◆ **The request**
Reproduce verbatim the lines below, starting from the line containing "[locate] cobblestone pavement" and continuing through the last line, both included.

◆ **Given data**
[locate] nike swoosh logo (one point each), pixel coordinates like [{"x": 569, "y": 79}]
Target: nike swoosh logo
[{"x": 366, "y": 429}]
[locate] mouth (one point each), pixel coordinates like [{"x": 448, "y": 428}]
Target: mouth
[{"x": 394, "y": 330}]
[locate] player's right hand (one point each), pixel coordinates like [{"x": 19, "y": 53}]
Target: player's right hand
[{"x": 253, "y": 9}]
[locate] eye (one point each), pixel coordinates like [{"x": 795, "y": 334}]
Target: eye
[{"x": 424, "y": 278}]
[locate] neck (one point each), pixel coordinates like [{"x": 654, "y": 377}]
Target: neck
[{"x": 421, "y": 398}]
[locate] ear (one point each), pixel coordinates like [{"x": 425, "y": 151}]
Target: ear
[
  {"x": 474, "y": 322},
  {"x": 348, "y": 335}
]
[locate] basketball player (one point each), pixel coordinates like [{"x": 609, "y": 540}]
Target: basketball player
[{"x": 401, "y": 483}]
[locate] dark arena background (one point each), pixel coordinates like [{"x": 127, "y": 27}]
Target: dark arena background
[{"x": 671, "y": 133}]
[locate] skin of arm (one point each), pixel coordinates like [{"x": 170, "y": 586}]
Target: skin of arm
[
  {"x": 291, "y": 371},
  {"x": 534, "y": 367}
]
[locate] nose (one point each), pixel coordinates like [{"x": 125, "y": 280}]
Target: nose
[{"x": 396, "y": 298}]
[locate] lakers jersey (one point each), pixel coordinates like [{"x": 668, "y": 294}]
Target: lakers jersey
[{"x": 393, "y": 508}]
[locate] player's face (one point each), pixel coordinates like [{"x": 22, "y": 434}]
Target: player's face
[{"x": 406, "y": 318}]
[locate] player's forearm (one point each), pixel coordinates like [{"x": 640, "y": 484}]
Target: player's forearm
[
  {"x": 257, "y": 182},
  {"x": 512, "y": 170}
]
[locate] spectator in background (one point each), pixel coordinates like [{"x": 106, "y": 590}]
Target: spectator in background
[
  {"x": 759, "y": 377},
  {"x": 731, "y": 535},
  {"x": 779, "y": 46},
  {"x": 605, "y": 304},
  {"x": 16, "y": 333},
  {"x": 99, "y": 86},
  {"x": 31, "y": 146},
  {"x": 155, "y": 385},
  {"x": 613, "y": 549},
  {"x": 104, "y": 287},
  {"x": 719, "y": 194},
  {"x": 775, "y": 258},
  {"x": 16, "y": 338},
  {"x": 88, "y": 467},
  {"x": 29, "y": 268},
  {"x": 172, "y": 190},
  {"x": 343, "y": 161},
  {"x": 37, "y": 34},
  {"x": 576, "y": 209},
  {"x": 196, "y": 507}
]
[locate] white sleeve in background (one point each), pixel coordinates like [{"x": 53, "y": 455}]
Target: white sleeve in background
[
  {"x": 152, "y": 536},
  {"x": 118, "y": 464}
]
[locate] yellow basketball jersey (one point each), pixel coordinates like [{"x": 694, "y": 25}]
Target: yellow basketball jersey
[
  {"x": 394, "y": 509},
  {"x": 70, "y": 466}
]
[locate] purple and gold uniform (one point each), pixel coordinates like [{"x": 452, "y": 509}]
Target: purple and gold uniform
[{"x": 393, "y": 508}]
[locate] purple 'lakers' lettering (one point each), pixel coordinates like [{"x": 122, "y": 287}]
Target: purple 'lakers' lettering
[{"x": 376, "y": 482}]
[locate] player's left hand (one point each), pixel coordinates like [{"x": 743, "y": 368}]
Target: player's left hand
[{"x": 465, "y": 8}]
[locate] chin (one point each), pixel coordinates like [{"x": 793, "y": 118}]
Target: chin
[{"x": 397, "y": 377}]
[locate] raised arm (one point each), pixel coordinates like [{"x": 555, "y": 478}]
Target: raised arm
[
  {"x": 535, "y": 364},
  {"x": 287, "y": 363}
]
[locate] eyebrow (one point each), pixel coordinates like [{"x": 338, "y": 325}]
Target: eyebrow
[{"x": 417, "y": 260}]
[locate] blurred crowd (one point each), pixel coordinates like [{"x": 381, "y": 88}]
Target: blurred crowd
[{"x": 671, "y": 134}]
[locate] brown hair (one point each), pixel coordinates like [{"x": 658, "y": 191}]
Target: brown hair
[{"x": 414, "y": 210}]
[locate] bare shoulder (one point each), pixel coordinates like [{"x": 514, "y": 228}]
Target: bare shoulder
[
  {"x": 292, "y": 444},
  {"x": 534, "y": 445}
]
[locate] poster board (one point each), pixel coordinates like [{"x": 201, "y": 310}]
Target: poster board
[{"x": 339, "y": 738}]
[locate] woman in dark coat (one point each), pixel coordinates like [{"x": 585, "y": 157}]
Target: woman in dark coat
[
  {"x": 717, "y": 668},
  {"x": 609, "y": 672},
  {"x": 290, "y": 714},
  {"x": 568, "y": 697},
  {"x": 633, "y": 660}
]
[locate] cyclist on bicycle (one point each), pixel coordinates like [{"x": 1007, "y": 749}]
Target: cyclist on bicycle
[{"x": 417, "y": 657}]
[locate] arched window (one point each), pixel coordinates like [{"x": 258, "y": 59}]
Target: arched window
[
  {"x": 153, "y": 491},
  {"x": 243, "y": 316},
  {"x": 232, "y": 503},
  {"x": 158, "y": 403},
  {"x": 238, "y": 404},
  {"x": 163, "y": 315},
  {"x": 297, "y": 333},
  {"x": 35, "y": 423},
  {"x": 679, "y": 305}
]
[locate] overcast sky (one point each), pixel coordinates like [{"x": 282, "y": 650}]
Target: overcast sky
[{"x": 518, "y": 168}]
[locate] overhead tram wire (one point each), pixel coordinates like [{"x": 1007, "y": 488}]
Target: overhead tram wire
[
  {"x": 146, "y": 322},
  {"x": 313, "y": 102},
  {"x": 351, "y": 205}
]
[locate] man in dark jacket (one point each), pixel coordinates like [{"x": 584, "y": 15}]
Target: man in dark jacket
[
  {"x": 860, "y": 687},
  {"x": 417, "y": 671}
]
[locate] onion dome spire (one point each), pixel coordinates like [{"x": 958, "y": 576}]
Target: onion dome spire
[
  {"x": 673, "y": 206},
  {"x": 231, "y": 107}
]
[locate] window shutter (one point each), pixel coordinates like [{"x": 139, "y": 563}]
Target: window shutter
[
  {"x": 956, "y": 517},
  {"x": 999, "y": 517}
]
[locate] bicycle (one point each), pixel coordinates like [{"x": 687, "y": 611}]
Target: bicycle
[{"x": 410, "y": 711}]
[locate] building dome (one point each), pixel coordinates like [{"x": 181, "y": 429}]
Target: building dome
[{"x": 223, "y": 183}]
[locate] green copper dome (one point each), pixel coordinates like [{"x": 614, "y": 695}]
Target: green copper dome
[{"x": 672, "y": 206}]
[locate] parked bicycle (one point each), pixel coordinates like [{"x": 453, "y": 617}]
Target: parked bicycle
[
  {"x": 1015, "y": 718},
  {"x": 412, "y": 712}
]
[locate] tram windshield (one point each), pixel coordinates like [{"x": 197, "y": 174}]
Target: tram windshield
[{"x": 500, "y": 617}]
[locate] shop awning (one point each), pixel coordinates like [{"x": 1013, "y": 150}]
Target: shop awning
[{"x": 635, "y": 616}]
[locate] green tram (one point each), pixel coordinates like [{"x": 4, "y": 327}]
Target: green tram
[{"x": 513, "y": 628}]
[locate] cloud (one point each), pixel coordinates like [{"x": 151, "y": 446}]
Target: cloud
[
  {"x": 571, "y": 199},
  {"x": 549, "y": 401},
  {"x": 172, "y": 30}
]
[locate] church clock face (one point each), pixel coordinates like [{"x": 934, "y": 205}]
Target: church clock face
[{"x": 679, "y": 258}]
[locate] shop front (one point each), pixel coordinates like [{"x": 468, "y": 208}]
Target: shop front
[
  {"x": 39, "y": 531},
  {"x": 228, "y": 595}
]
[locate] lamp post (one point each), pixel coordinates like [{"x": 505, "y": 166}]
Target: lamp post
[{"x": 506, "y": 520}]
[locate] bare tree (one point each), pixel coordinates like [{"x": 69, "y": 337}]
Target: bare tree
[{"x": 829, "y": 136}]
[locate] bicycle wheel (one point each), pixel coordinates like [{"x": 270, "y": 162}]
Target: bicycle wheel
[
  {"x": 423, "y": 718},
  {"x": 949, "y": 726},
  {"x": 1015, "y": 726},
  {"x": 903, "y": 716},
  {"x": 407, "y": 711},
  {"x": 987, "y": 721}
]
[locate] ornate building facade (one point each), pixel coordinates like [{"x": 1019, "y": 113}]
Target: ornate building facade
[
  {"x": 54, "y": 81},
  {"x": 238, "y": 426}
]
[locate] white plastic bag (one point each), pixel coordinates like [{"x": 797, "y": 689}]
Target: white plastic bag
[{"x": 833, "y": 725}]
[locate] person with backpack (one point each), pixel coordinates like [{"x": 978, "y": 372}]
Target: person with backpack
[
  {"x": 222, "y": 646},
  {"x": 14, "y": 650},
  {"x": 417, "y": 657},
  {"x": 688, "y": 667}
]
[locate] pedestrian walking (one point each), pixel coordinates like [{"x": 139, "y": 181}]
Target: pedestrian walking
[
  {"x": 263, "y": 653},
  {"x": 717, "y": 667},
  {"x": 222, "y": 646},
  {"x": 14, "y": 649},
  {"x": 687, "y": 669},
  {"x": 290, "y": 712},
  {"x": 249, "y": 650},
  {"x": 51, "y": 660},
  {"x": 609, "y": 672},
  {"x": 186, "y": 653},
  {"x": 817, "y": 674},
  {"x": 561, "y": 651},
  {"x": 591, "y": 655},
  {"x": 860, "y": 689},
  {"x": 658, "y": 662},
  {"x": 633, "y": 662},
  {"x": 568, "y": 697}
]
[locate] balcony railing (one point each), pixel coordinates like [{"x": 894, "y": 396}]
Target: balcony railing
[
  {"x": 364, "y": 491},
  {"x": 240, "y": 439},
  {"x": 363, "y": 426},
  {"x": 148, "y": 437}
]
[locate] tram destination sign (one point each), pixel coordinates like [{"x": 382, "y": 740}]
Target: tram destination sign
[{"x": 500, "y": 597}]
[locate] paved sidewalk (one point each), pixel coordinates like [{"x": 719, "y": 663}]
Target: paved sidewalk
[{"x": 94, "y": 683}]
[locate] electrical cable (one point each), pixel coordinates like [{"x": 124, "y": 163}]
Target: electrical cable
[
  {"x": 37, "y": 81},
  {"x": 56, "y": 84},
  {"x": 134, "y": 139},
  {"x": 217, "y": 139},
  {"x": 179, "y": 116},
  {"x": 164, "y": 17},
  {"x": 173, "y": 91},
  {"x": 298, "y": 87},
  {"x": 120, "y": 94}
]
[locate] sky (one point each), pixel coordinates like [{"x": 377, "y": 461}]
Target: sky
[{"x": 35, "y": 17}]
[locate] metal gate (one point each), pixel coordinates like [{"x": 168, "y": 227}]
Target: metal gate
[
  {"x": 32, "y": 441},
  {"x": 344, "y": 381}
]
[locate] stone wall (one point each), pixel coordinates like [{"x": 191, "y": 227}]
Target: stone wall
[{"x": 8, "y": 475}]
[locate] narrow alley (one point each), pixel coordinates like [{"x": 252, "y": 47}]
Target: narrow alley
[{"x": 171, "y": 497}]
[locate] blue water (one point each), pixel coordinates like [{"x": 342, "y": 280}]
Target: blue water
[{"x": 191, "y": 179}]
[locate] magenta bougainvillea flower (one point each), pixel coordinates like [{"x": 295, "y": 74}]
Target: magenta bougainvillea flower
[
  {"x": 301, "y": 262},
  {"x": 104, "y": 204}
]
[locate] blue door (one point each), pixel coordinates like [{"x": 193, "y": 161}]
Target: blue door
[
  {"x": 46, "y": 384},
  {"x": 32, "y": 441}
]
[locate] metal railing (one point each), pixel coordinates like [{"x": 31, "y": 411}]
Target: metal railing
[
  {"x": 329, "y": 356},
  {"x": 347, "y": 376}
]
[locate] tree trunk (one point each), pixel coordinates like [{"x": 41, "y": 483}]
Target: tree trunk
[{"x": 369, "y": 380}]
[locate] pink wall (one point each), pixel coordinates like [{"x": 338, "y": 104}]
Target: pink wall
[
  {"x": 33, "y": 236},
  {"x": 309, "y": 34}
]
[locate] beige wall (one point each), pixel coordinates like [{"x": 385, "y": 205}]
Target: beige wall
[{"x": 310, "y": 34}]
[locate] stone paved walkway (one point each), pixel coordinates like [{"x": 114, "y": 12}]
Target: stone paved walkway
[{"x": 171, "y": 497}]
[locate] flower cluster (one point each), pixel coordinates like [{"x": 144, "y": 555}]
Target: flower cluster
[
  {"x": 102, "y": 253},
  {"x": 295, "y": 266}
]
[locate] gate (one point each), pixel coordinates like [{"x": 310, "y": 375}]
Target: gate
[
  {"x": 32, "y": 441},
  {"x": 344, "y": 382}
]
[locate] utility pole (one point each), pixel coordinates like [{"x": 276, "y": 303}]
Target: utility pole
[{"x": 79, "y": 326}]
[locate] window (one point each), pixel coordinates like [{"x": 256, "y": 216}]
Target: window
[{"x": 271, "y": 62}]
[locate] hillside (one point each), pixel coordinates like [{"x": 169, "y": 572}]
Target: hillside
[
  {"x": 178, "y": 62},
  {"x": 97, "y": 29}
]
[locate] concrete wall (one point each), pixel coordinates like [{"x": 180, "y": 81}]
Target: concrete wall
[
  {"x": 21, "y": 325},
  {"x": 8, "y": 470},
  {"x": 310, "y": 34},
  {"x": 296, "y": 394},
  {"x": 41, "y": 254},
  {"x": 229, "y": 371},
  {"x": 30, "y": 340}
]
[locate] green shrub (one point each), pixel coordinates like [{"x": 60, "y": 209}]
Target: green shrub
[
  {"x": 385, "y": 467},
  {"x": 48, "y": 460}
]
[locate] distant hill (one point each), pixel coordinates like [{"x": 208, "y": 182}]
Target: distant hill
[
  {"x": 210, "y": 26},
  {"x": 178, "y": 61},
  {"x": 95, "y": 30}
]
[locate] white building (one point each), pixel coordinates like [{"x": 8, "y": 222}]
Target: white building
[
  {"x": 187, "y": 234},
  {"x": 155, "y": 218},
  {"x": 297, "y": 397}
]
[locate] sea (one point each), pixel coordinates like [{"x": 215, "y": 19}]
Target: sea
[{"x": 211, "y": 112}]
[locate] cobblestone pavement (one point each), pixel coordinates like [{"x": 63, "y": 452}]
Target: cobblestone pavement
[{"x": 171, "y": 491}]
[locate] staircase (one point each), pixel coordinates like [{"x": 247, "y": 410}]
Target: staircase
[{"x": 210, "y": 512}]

◆ **The reply**
[locate] cobblestone pavement (one point each), pixel coordinates like [{"x": 63, "y": 452}]
Target: cobblestone pavement
[{"x": 171, "y": 491}]
[locate] staircase (one point each), pixel coordinates like [{"x": 247, "y": 410}]
Target: staircase
[{"x": 210, "y": 512}]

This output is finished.